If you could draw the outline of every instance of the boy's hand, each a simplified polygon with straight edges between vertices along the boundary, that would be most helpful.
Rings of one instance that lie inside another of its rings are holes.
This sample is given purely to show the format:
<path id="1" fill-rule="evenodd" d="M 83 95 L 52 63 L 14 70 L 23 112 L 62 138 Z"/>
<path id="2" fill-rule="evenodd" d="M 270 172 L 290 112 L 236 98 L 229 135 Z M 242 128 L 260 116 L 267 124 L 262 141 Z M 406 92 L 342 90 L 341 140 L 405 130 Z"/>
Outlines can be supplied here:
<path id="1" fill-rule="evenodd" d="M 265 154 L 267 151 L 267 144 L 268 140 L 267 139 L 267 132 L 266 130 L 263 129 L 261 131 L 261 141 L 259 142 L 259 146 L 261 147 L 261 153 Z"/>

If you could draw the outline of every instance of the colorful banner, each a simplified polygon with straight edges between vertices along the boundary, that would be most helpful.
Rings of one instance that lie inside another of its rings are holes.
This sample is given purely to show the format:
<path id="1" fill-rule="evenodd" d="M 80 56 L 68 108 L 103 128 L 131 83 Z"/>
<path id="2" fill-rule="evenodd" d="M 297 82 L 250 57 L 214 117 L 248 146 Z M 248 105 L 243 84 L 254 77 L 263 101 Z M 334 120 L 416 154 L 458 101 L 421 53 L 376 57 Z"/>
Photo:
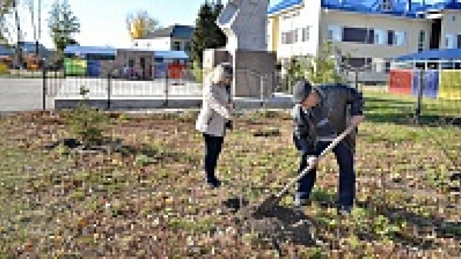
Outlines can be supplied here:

----------

### [Short exercise]
Would you mind returning each entry above word for word, skipping the images?

### [Output for this exercise]
If you could draw the outline of every instance of the boy's hand, each a simplified polygon with straight edges between vertices along the boundary, that would be most helpful.
Rings of one instance that lie inside another of its rings are holes.
This sample is given purely to show the format:
<path id="1" fill-rule="evenodd" d="M 83 95 L 52 63 L 14 70 L 23 112 L 62 138 Z"/>
<path id="2" fill-rule="evenodd" d="M 270 172 L 290 112 L 236 98 L 229 135 Z M 242 128 L 260 116 L 267 124 L 262 141 Z M 406 92 L 342 90 L 341 140 L 405 130 Z"/>
Outlines can be supplied here:
<path id="1" fill-rule="evenodd" d="M 265 154 L 267 151 L 267 144 L 268 140 L 267 139 L 267 132 L 266 130 L 263 129 L 261 131 L 261 141 L 259 142 L 259 146 L 261 147 L 261 153 Z"/>

If you could draw the outline of every instance of the colorful banner, each a simplified polygon with straight edges between vertices along the boundary, that would be most helpful.
Rings of one instance that lie inside another of its rings are holes.
This sample is given purely to show the format:
<path id="1" fill-rule="evenodd" d="M 80 56 L 68 108 L 103 128 L 131 83 Z"/>
<path id="2" fill-rule="evenodd" d="M 297 82 L 250 57 L 214 117 L 248 146 Z M 248 105 L 243 84 L 254 77 L 263 101 Z M 334 120 L 416 154 L 458 101 L 421 53 L 376 57 Z"/>
Photo:
Outlines can be supplied here:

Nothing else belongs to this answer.